→ **TASK INSTRUCTIONS**: Return, unchanged, every line in the items below that contains the string "ceiling".

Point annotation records

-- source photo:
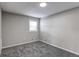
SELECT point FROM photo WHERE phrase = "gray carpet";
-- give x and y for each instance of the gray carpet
(35, 49)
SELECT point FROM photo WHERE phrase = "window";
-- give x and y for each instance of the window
(32, 25)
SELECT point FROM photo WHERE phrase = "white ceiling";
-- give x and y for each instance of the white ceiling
(33, 8)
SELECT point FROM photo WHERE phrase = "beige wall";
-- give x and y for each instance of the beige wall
(15, 30)
(0, 32)
(62, 30)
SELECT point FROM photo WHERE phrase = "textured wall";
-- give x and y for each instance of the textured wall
(15, 30)
(62, 30)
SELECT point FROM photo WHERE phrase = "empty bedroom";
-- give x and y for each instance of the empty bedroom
(39, 29)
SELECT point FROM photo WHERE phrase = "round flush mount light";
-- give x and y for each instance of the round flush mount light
(43, 4)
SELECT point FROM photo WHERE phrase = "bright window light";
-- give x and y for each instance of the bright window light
(33, 25)
(43, 4)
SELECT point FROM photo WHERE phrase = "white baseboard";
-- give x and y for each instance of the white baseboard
(62, 48)
(18, 44)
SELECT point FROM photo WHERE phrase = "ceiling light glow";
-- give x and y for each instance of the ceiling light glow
(43, 4)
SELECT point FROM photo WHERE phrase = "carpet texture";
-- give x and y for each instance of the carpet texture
(35, 49)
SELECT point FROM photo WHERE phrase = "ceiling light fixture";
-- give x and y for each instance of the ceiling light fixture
(43, 4)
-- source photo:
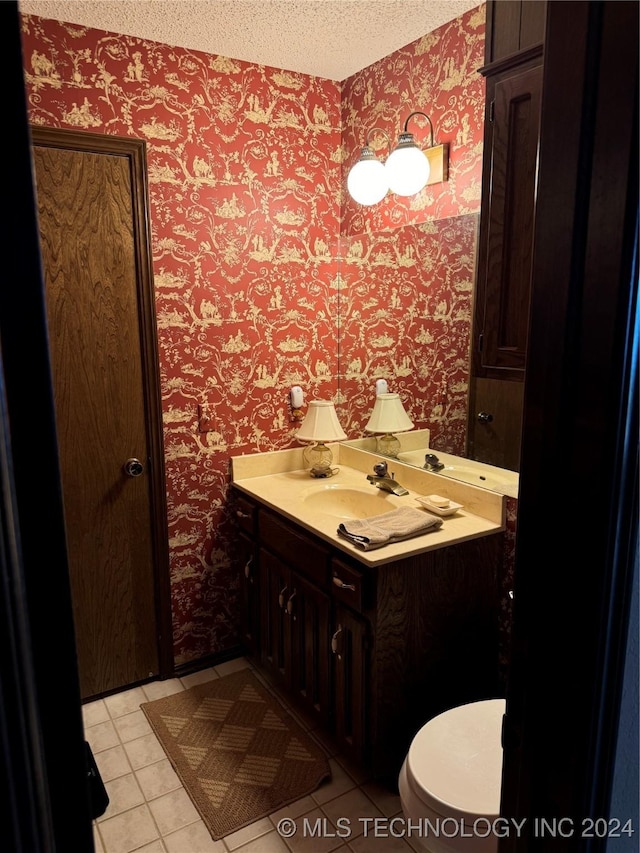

→ **WRITTEN RESPONSE**:
SELECT point FROM photo WHERE phrase = "white ceiling";
-- give x and y for each instance of the white ceiling
SELECT point FROM photo WHERE phrase = "ceiling light glow";
-- give x and y for each instance of the ceiling light glow
SELECT point FROM photo WHERE phrase = "ceiling light fixture";
-- give x and y for each instance of the ceiling light fixture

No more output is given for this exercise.